» **PROBLEM TO SOLVE**
The output is the lines below from the one with "Target: gray hair" through the one with "mark: the person in white gi", both included, printed exactly and with no other line.

── INFORMATION SUPPLIED ──

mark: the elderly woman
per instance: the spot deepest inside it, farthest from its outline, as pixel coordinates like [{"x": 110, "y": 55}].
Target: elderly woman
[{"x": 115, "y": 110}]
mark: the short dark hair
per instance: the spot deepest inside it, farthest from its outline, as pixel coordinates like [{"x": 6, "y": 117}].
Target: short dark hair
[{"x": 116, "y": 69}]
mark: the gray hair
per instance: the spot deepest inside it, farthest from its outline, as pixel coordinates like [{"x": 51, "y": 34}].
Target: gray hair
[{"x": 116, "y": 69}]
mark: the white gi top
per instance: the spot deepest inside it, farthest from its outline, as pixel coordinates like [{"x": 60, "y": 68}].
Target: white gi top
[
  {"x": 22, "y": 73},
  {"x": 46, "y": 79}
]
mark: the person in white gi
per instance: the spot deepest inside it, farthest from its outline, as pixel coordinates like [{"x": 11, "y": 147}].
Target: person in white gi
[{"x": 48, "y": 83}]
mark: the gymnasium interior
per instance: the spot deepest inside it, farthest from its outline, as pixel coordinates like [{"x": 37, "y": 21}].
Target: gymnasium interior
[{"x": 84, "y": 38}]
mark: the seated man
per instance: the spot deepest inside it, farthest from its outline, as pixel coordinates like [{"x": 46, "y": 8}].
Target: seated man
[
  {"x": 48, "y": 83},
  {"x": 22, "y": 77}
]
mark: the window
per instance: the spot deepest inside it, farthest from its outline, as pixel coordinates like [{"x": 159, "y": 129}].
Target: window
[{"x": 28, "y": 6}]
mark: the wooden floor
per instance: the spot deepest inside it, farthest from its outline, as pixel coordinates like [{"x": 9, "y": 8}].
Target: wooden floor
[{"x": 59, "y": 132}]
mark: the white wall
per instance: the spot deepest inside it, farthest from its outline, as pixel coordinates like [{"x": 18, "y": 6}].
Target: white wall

───

» **REPLY TO THE TASK**
Target: gray hair
[{"x": 116, "y": 69}]
mark: the white gi top
per instance: the spot deepest inside it, farthest from its outline, as pixel coordinates like [{"x": 60, "y": 68}].
Target: white gi top
[
  {"x": 22, "y": 73},
  {"x": 46, "y": 79}
]
mark: the person in white gi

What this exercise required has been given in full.